--- Metin Bölümü ---

Kesinleşmeden İcra Takibine Konulamayan İlamlar

Kural olarak mahkeme ilamının icra edilebilmesi veya icra takibine konulabilmesi için kesinleşmesi şart değildir. Kararın kesinleşmesi ile kast edilen; olağan kanun yollarının tüketilmesi veya mahkeme ilamına karşı taraflarca süresi içerisinde kanun yoluna başvurulmamasıdır. Mahkeme ilamının icra takibine konulabilmesi için kesinleşmesi şart olmamasına karşın bu kuralın bazı istinasları bulunmaktadır. Kesinleşmeden icraya konu edilemeyecek ilamlar:

1-Gayrimenkulun aynına ilişkin ilamlar:

Mülkiyet hakkı değişikliği şeklinde sonuç doğuran ilamlar, gayrimenkulün aynına ilişkin olarak değerlendirilir. İşbu ilamların kesinleşmeden icraya konulabilmesi mümkün değildir. Taşınmazın aynına ilişkin davalara; ipoteğin kaldırılması, tescil davası, istihkak davası, irtifak haklarına ilişkin davalar, yolsuz tescilin silinmesi veya düzeltilmesi davası örnek olarak verilebilir.

---

## Alıştırma Görevi:
Kesinleşmeden icraya konulamayan ilamlar konulu metinden, "Kural olarak mahkeme" sözcüklerinin bulunduğu yerden başlayıp "örnek olarak verilebilir." sözcüklerinden sonra sona eren bölümü aynen çıkarınız. Yalnızca metinde yer alan bilgilerden yararlanınız.

--- Listelenen Satırlar ---

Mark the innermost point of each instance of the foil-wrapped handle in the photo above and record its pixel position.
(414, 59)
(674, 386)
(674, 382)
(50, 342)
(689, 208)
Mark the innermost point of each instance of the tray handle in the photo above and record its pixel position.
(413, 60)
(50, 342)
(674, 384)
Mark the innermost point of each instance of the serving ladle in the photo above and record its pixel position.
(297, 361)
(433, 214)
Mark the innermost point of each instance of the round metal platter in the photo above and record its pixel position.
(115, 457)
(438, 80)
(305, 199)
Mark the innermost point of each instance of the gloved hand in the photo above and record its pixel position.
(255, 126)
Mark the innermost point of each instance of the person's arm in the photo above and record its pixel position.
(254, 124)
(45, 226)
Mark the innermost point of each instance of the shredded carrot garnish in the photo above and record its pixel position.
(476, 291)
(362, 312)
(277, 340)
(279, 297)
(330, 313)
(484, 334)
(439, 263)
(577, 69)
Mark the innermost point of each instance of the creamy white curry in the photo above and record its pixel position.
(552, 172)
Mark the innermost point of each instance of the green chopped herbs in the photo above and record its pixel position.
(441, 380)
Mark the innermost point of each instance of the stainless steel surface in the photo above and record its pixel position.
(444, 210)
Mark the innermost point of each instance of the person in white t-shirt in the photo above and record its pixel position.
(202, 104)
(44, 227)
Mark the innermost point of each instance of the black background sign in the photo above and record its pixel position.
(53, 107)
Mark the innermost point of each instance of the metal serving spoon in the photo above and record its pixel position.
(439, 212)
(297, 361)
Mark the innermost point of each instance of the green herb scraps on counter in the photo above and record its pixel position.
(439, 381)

---
--- Listelenen Satırlar ---

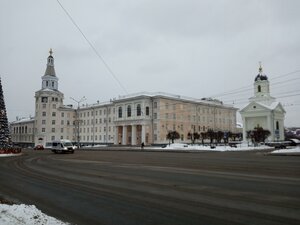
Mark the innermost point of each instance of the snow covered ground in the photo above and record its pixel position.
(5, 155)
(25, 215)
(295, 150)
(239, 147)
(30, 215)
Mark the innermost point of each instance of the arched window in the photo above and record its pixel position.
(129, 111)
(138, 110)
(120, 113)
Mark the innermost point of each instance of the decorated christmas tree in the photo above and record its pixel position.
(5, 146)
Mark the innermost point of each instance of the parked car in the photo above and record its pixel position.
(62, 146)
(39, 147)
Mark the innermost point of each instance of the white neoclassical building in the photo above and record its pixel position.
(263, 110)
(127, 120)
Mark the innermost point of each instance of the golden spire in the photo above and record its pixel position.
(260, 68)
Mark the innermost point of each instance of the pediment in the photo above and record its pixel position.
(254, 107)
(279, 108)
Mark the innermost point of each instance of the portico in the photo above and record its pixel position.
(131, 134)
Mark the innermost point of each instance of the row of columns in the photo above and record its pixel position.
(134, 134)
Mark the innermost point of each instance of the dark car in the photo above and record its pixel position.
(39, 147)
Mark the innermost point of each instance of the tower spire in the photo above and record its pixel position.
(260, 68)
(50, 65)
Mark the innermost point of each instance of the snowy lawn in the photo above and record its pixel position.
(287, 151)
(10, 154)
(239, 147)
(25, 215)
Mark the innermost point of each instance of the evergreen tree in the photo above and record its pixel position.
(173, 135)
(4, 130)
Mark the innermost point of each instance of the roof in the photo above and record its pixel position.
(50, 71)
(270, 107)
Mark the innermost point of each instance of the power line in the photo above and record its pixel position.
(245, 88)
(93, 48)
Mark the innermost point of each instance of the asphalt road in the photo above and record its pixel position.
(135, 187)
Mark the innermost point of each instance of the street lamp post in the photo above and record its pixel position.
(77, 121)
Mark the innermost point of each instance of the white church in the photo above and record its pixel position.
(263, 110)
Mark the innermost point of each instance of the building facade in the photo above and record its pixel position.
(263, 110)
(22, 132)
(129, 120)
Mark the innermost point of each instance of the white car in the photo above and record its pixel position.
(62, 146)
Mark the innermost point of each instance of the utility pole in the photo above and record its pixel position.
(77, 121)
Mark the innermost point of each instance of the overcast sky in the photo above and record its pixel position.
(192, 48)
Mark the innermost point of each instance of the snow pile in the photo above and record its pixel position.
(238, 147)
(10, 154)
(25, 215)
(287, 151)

---

## Sonuç:
Kural olarak mahkeme ilamının icra edilebilmesi veya icra takibine konulabilmesi için kesinleşmesi şart değildir. Kararın kesinleşmesi ile kast edilen; olağan kanun yollarının tüketilmesi veya mahkeme ilamına karşı taraflarca süresi içerisinde kanun yoluna başvurulmamasıdır. Mahkeme ilamının icra takibine konulabilmesi için kesinleşmesi şart olmamasına karşın bu kuralın bazı istinasları bulunmaktadır. Kesinleşmeden icraya konu edilemeyecek ilamlar:

1-Gayrimenkulun aynına ilişkin ilamlar:

Mülkiyet hakkı değişikliği şeklinde sonuç doğuran ilamlar, gayrimenkulün aynına ilişkin olarak değerlendirilir. İşbu ilamların kesinleşmeden icraya konulabilmesi mümkün değildir. Taşınmazın aynına ilişkin davalara; ipoteğin kaldırılması, tescil davası, istihkak davası, irtifak haklarına ilişkin davalar, yolsuz tescilin silinmesi veya düzeltilmesi davası örnek olarak verilebilir.